### THE RECORDS ###
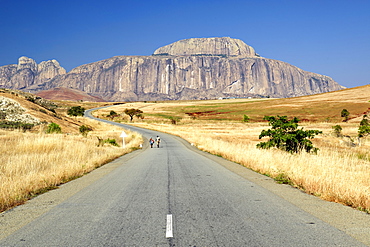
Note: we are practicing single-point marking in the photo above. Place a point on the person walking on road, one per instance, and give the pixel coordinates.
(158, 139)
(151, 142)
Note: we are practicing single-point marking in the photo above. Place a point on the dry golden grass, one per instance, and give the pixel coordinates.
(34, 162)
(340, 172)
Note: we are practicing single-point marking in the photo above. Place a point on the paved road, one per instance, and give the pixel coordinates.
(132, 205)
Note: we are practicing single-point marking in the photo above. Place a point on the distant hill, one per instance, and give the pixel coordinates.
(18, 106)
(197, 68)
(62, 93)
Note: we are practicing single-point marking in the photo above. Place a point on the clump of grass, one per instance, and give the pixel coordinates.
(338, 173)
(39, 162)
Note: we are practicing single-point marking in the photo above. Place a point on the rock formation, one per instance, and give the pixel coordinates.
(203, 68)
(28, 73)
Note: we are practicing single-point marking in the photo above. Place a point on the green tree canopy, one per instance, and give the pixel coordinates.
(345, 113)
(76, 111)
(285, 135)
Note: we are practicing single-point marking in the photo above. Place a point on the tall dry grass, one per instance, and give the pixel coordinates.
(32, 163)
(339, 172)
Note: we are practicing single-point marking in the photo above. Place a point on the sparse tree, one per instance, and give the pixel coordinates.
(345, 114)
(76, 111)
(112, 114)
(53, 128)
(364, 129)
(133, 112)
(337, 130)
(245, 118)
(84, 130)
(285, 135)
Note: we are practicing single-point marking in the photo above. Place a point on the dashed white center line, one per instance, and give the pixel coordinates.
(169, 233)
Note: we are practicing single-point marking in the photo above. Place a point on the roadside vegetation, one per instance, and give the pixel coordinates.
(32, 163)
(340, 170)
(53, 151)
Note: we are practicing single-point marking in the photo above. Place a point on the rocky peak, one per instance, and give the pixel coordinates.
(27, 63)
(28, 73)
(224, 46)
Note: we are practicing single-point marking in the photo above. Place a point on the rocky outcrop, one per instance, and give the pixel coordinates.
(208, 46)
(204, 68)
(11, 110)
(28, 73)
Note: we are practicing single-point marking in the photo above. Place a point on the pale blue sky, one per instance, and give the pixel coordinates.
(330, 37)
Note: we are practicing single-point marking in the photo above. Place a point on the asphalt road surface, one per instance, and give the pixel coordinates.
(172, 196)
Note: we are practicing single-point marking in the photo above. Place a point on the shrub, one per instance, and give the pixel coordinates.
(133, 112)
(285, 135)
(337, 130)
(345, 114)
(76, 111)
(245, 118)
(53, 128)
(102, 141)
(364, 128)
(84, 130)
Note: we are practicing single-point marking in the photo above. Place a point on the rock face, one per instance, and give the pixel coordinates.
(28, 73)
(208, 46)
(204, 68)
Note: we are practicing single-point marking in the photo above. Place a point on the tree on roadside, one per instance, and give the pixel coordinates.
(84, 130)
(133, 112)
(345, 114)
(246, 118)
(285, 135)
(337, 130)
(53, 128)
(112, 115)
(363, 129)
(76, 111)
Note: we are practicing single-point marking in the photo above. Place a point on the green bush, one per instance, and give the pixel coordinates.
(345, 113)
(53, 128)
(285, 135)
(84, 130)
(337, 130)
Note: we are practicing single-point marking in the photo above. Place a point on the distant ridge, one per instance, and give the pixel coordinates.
###
PROBLEM: The records must be restated word for word, apart from any images.

OUTPUT OF THE EXERCISE:
Note: we are practicing single-point marking in the photo above. Place a point on the person walking on road, one per instance, and give the pixel coordinates.
(158, 139)
(151, 142)
Note: we are practicing single-point marking in the photo above. Place a point on the dry golden grass, one per instance, and give the pixel coordinates.
(34, 162)
(340, 172)
Note: we are practicing single-point marking in the photo above. Place a point on the paved road, one per instance, and give the pixel coordinates.
(132, 205)
Note: we are practicing single-point marking in the photo above. Place a point on the distant hill, one per instance, and give the pixel coordinates.
(18, 106)
(197, 68)
(62, 93)
Note: we are practicing single-point marking in the photo above. Place a point on the clump of grass, one per instance, and give the pixel coordinates.
(338, 173)
(39, 162)
Note: we are practicing single-point marking in the photo above. Place a point on the rock formation, one per instance, and give the pixel coordinates.
(203, 68)
(28, 73)
Note: we are practicing single-point marking in the photo above. Place a point on the green tree canopy, one per instance, and give the pixel coordinates.
(345, 113)
(76, 111)
(285, 135)
Note: we are practicing single-point marking in the photo above. Place a point on the tall dry grass, one per instance, and give the pixel coordinates.
(32, 163)
(339, 172)
Note: we are practicing single-point marking in the photo above. Place a point on the sparse tree, one per instance, and give the pixel coordinates.
(345, 114)
(76, 111)
(112, 114)
(53, 128)
(364, 129)
(133, 112)
(337, 130)
(245, 118)
(84, 130)
(285, 135)
Note: we are practicing single-point marking in the photo above. Place a point on the dashed white center line, one per instance, and give the pixel coordinates.
(169, 233)
Note: we are practicing single-point marking in the photo above. Place a point on the roadside vegetation, one per instance, and give the pixel coordinates.
(32, 163)
(340, 170)
(53, 151)
Note: we are practicing single-point marking in the photo above. Place a point on the rocky peak, one per instance, and give the pixel coordinates.
(27, 63)
(28, 73)
(224, 46)
Note: we are practicing single-point marking in the photo above. Place a point on the rocky outcrop, one per instance, and give the pixel coordinates.
(208, 46)
(204, 68)
(11, 110)
(28, 73)
Note: we are practicing single-point marking in the photo above. Place a point on the pale blue sky, one per instance, and give the pixel coordinates.
(330, 37)
Note: we are practicing single-point marking in the photo above. Place a point on the asphalt road surface, one per instance, and give the pixel coordinates.
(172, 196)
Note: we are practicing single-point marking in the photo above. Place a point on the shrub, one per instance, and give the pixel coordinates.
(133, 112)
(285, 135)
(337, 130)
(345, 114)
(76, 111)
(245, 118)
(53, 128)
(102, 141)
(364, 128)
(84, 130)
Note: we are practicing single-point marking in the photo above. Place a point on the rock face, one per instance, and give the pixel coordinates.
(28, 73)
(208, 46)
(204, 68)
Note: we are practicing single-point marking in the photo above. Place a point on the tree on roadside, one per instance, and give the pixel coordinates.
(84, 130)
(133, 112)
(345, 114)
(246, 118)
(285, 135)
(337, 130)
(53, 128)
(112, 115)
(363, 129)
(76, 111)
Note: we are practicing single-point marking in the photo above. Place a point on the green bush, one per instance, and give the pixel coordinates.
(345, 113)
(53, 128)
(285, 135)
(84, 130)
(337, 130)
Note: we are practicing single-point marking in the photo above. Place a point on the distant ridge, one per instance, and give the pixel coordinates.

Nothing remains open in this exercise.